**取り組む課題**
(a) マックスマシーンの紹介文について、次の問いに答えてください。
(i) 発売年は何年か。
(ii) どの機種の下位互換機か。
(iii) BASICはどのような形で供給されていたか。
(b) マックスマシーンの紹介文を、最後の文のあとから書き継いでください。

**掲載文**
^^^^^^^^
レトロゲームレビュー/名作、クソゲー等ファミコン時代から網羅

マックスマシーン

Maker :コモドール・ジャパン
種 別:ROMカートリッジ式家庭用マイクロコンピュータ
価 格:34800円
発売日:1982年

 自分で書いておいてこんなことを言うのもなんだが、「家庭用マイクロコン
ピュータ」というのは耳慣れない言葉だ。
早い話が「家庭用マイコン」という意味で書いたのだが、なんだかTinkPadをさ
らにスモールライトで縮小したようなパソコンを連想してしまう。

 別に「家庭用パーソナルコンピュータ」と書いても間違いではないのだろうが
このマシンが市場に出た頃はまだパソコンという言葉は一般化していなかったし、
「家庭用・個人的なコンピュータ」というよく考えるとヘンな言葉である。


 さて本題に入ろう。
マックスマシーンは1980年代はじめの「マイコンブーム」の最中に主に玩具店
で販売されていた半ゲーム機的な性格を持つマイコンである。
つまり、ぴゅう太だとか、バンダイのRX-78だとか、もう少し後になるとMSX
だとかと同じコンセプトで発売されたマシンであり、恐らくは一連のそれらのマ
シンの中ではかなりマイナーな部類に入るマシンでもある。

 メーカーはその昔、コンピュータグラフィックの分野に置いて一世風靡したア
ミーガシリーズと同じコモドールであり、マックスマシーンはコモドール64と
いうマシンの下位互換マシンとなっている。

 さて、このマックスマシーンの場合、一応マイコンであるにも関わらず、BASI
CがROMカートリッジで供給されており、しかも別売りとなっていた。
これはどういうことかというと、仮にこの本体だけを購入した場合にはゲームど
ころかBASICのコンソール画面すらも表示されないということであり、その意味で
は限りなくゲーム機に近いマシンであるといえよう。
^^^^^^^^
**データ行**
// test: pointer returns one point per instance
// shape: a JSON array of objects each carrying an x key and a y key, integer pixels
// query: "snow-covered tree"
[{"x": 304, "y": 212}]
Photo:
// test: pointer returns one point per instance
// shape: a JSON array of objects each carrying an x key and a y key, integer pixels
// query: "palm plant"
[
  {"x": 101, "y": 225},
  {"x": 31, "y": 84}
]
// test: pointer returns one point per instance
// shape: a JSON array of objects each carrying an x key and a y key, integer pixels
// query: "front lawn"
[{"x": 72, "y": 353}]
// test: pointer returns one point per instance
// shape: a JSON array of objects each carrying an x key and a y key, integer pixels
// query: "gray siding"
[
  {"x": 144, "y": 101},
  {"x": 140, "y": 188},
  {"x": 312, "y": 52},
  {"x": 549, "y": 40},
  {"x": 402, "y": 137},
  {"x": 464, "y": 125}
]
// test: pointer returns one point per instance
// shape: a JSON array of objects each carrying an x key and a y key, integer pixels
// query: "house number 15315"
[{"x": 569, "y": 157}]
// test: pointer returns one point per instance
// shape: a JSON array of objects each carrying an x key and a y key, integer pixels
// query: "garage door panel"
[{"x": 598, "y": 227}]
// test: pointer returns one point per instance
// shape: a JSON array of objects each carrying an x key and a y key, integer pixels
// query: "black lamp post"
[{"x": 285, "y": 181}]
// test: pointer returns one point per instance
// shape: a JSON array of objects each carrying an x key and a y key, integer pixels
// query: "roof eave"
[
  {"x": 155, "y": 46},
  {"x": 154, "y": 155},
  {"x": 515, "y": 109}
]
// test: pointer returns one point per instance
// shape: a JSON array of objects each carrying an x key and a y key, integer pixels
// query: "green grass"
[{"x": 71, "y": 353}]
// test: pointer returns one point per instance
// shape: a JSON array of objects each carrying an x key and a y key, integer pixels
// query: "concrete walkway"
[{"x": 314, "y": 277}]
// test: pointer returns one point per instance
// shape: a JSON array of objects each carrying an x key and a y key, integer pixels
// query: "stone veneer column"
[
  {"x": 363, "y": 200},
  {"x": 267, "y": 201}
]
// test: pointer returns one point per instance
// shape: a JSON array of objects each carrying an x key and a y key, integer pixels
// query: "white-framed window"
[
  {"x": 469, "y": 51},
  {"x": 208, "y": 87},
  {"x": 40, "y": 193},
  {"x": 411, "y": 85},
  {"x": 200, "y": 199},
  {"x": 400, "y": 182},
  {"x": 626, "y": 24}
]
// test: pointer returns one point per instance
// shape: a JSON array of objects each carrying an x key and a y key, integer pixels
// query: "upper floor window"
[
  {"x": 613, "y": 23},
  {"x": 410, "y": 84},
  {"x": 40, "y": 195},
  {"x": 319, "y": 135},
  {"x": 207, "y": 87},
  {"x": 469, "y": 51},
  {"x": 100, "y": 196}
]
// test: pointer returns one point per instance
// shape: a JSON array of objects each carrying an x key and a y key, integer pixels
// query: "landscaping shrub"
^^^^^^^^
**課題別の結果**
(a)
(i) 1982年
(ii) コモドール64
(iii) ROMカートリッジで、別売り

(b)
 このマシンはおいらが小学校三年生の頃に「コンピュータの勉強のために」と
いう名目で買ってもらったものだが、当時のおいらが期待していたのは、無論コ
ンピュータの勉強などではなくゲームの方である。

 マックスマシーンには10本程度の対応ゲームが存在し、発売予定ラインナッ
プとしてさらに2、3本の名前があったが、その後店頭で見た記憶はない。
対応ゲームの少なさに加えてゲームの定価が1本あたり2800円程度だったこ
ともあり、マックスマシーン対応ゲームは半分以上は持っていたが、無論有名な
ゲームなどは1本もなく、逆に「過去に有名だったゲームにそっくりなゲーム」
がやたら多かったことでも印象的なマシンなのだ。

 それら数々のゲームを1本づつ簡単に紹介してみよう。


「オメガレース」

 慣性のついた動きが印象的なシューティングアクションゲーム。
時期は左右に360度回転することが出来、移動は前進(ロケット噴射)のみ。
つまり、バック移動のないバンゲリングベイのような感じで移動する。
ただし、ロケット噴射をやめても慣性がつくのでそのまま同じ方向に移動し続け
画面端にぶるかると今度は反動で逆方向に跳ね返という、エクセリオンどころの
騒ぎではない特殊な操作性の為に慣れるまでは全然楽しくなかった。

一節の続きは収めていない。